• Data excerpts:

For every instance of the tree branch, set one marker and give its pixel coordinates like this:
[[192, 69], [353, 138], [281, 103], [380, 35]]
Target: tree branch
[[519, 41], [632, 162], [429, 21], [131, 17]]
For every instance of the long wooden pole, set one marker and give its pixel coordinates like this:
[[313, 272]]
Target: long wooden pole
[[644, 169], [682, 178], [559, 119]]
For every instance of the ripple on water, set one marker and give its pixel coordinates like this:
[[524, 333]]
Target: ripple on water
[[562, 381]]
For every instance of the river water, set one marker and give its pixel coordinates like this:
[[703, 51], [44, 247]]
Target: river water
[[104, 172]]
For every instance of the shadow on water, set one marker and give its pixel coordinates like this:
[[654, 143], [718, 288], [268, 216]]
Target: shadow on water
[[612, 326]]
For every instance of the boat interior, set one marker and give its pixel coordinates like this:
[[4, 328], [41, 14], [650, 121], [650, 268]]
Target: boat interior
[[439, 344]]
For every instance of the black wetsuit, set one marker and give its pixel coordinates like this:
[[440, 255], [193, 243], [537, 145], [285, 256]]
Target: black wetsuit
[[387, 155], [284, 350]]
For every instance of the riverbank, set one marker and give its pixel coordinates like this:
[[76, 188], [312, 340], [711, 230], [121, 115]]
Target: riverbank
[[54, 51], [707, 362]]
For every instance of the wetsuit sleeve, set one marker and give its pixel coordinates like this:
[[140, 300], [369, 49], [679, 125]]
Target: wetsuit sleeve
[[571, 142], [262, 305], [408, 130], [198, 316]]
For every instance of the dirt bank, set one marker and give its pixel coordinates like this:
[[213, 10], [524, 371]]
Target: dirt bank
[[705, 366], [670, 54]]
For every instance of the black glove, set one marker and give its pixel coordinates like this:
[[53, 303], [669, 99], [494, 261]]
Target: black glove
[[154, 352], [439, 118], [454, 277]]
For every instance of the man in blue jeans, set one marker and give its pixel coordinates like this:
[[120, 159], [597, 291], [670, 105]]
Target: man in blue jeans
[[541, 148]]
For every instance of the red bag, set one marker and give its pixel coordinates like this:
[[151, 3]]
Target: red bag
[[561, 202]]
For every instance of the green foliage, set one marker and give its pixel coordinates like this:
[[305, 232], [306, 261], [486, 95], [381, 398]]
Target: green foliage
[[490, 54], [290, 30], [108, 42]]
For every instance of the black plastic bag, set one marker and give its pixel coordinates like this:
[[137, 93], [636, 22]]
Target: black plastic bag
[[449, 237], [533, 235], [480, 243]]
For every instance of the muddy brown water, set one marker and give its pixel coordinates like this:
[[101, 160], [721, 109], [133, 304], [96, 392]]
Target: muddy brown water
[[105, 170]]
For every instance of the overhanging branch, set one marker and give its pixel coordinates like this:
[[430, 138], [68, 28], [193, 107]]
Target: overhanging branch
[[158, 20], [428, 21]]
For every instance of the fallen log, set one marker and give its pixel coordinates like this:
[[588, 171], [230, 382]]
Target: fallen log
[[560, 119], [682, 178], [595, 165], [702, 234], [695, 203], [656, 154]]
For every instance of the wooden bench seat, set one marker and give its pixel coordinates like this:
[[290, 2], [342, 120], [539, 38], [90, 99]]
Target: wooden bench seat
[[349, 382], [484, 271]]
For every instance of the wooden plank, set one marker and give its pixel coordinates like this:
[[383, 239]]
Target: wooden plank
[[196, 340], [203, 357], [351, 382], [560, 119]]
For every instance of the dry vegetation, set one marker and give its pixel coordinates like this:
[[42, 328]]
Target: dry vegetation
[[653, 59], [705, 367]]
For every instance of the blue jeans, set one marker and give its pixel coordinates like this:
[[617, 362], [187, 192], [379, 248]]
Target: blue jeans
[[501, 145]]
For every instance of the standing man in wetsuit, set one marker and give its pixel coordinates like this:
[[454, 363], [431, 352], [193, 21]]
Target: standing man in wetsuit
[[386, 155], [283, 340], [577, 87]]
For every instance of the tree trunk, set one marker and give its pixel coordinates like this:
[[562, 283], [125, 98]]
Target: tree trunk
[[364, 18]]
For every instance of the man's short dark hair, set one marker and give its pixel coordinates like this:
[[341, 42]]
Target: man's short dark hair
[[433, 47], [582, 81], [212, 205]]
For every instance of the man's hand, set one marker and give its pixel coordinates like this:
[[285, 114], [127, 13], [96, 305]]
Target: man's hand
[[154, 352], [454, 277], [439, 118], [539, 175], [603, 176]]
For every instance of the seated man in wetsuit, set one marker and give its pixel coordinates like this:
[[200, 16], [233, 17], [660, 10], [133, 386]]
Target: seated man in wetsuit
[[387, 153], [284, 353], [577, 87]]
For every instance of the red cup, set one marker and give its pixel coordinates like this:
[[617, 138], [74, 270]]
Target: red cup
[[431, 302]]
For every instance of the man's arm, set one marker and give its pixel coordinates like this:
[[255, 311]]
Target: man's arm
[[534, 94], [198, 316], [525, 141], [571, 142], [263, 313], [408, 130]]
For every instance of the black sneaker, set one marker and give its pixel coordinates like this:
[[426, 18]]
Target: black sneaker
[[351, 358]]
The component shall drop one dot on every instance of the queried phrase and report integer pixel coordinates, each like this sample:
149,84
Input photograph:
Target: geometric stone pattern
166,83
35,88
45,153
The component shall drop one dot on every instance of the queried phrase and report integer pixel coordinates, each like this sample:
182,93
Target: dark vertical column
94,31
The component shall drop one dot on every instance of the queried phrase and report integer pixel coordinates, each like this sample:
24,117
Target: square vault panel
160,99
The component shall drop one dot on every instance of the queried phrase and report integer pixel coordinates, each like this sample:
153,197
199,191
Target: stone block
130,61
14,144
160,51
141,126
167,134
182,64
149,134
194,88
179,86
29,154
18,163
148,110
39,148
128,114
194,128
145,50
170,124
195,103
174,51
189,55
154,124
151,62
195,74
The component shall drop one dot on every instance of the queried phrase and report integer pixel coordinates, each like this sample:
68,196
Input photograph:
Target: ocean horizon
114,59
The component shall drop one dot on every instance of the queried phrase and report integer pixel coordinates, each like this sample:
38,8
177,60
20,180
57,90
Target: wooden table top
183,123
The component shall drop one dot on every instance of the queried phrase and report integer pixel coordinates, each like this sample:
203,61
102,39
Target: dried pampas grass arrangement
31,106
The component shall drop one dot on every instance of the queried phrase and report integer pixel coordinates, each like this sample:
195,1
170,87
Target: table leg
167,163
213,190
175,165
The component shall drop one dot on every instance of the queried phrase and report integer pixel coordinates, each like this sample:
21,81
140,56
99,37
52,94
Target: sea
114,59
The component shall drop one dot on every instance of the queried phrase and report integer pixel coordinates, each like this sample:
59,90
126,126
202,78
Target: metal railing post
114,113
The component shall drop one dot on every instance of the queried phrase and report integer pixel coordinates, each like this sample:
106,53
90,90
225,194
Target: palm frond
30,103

• Your instructions: Every record above must be set down again, word for word.

• Output below:
For every instance of the tree branch, set one marker and give its pixel coordinates like this:
[[192, 69], [353, 138], [281, 103], [380, 35]]
Target: tree branch
[[519, 41], [632, 162], [429, 21], [131, 17]]
For every instance of the long wooden pole, set one marker and give its pixel coordinates like this:
[[313, 272]]
Target: long wooden pole
[[644, 169], [682, 178], [559, 119]]
For every instance of the ripple on water, set one marker and give its pixel coordinates like this:
[[524, 333]]
Target: ripple on water
[[562, 381]]
For every instance of the river water, set one marker and give its pixel coordinates like this:
[[703, 51], [44, 247]]
Target: river water
[[104, 172]]
For every instance of the shadow on water, set one marker and give its pixel coordinates like this:
[[654, 143], [718, 288], [268, 216]]
Target: shadow on water
[[612, 326]]
For every instance of the boat interior, set one marker and give its pixel coordinates like this:
[[4, 328], [41, 14], [650, 121], [650, 268]]
Target: boat interior
[[439, 344]]
For every instance of the black wetsuit, set one marker and give its pixel coordinates like this:
[[440, 255], [193, 243], [537, 145], [285, 256]]
Target: black wetsuit
[[387, 155], [284, 350]]
For every instance of the riverbank, set one marker and give its pixel coordinates like this:
[[76, 188], [312, 340], [711, 230], [121, 115]]
Target: riverbank
[[54, 51], [707, 362]]
For every instance of the wetsuit sleeve, set one marker and give its pixel coordinates like this:
[[140, 300], [369, 49], [679, 125]]
Target: wetsuit sleeve
[[571, 142], [262, 305], [408, 130], [198, 316]]
For every instance of the dirt bank, set one marker and give its pixel coordinates like this:
[[213, 10], [524, 371]]
Target: dirt bank
[[705, 366], [670, 54]]
For every instance of the black glove, set one marker and give its pixel coordinates like this:
[[53, 303], [669, 99], [494, 261]]
Target: black glove
[[154, 352], [439, 118], [454, 277]]
For every instance of the man in blue jeans, set one marker and give its pixel coordinates like this:
[[120, 159], [597, 291], [670, 105]]
Target: man in blue jeans
[[541, 148]]
For every instance of the red bag, set one marker and give its pixel coordinates like this:
[[151, 3]]
Target: red bag
[[561, 202]]
For every instance of the green foliage, set one marker and give its pixel coordinates like this:
[[305, 232], [306, 261], [486, 95], [381, 398]]
Target: green foliage
[[490, 54], [290, 30], [108, 42]]
For every instance of the black plastic bag, set one marker and give its pixel coordinates like this:
[[137, 93], [636, 22]]
Target: black plastic bag
[[449, 237], [533, 235], [480, 243]]
For every instance of the muddy brown water, set one marker and give its pixel coordinates like this:
[[101, 160], [721, 109], [133, 304], [96, 392]]
Target: muddy brown water
[[105, 170]]
For every instance of the overhanging branch, set one marker and give its pixel coordinates like this:
[[430, 138], [68, 28], [193, 107]]
Target: overhanging branch
[[158, 20], [428, 21]]
For every instance of the fallen log, set one marker and give its pixel coordinates like this:
[[588, 171], [230, 382]]
Target: fallen log
[[560, 119], [682, 178], [595, 165], [702, 234], [695, 203], [656, 154]]
For every instance of the wooden bench seat, set one marker and give its pixel coordinates like this:
[[290, 2], [342, 120], [539, 38], [90, 99]]
Target: wooden bench seat
[[349, 382], [484, 271]]
For every instance of the wooden plank, set one marker and give its pixel coordinates like this:
[[383, 239]]
Target: wooden plank
[[196, 340], [203, 357], [351, 382], [560, 119]]
For every instance of the dry vegetation, set one marker and give its pixel coordinates like this:
[[42, 328]]
Target: dry vegetation
[[653, 59], [705, 367]]
For every instance of the blue jeans, set one marker and give its pixel coordinates like this:
[[617, 362], [187, 192], [379, 248]]
Target: blue jeans
[[501, 145]]
For every instance of the standing man in wetsuit, set one marker and give its pixel coordinates like this:
[[454, 363], [431, 352], [193, 21]]
Target: standing man in wetsuit
[[386, 155], [283, 340], [577, 87]]
For every instance of the tree trunk, set one marker and give its pixel coordinates like this:
[[562, 283], [125, 98]]
Target: tree trunk
[[364, 18]]
For every instance of the man's short dark hair, set one marker and give its pixel coordinates like this:
[[341, 42]]
Target: man's short dark hair
[[433, 47], [582, 81], [212, 205]]
For every instance of the man's hand, set one marker and give its pixel coordinates like this:
[[285, 114], [127, 13], [96, 305]]
Target: man's hand
[[154, 352], [454, 277], [439, 118], [539, 175], [603, 176]]
For every instance of the seated man in wetsuit, set one marker and give its pixel coordinates like this:
[[200, 16], [233, 17], [660, 10], [133, 386]]
Target: seated man in wetsuit
[[387, 153], [284, 353], [577, 87]]
For every instance of the red cup, set one marker and give its pixel coordinates like this:
[[617, 138], [74, 270]]
Target: red cup
[[431, 302]]
For every instance of the man's arm, set one marker and give its pixel coordinates like this:
[[255, 311]]
Target: man's arm
[[534, 94], [198, 316], [525, 141], [571, 142], [263, 313], [408, 130]]
For every instance of the black sneaker, set one marker and give its pixel coordinates like this:
[[426, 18]]
Target: black sneaker
[[351, 358]]
The component shall drop one dot on every instance of the queried phrase and report integer pixel coordinates, each like this sample:
149,84
Input photograph:
Target: geometric stone pattern
166,83
35,88
45,153
The component shall drop one dot on every instance of the queried phrase and report integer pixel coordinates, each like this sample:
182,93
Target: dark vertical column
94,31
The component shall drop one dot on every instance of the queried phrase and report integer pixel coordinates, each like this sample:
24,117
Target: square vault panel
160,99
The component shall drop one dot on every instance of the queried phrase and report integer pixel coordinates, each like this sample:
153,197
199,191
Target: stone block
130,61
14,144
160,51
141,126
167,134
182,64
149,134
194,88
179,86
29,154
18,163
148,110
39,148
128,114
194,128
145,50
170,124
195,103
174,51
189,55
154,124
151,62
195,74
The component shall drop one dot on every instance of the queried phrase and report integer pixel coordinates, each like this sample:
68,196
Input photograph:
Target: ocean horizon
114,59
The component shall drop one dot on every instance of the queried phrase and report integer pixel coordinates, each like this sample:
38,8
177,60
20,180
57,90
Target: wooden table top
183,123
The component shall drop one dot on every instance of the queried phrase and report integer pixel coordinates, each like this sample:
203,61
102,39
Target: dried pampas grass arrangement
31,106
The component shall drop one dot on every instance of the queried phrase and report integer pixel coordinates, each like this sample:
195,1
170,87
Target: table leg
167,163
213,190
175,165
The component shall drop one dot on every instance of the queried phrase and report integer pixel coordinates, each like this sample:
21,81
140,56
99,37
52,94
Target: sea
114,59
The component shall drop one dot on every instance of the queried phrase and report integer pixel coordinates, each like this sample:
59,90
126,126
202,78
Target: metal railing post
114,113
The component shall drop one dot on every instance of the queried phrase and report integer pixel coordinates, each like this sample:
106,53
90,90
225,194
Target: palm frond
30,103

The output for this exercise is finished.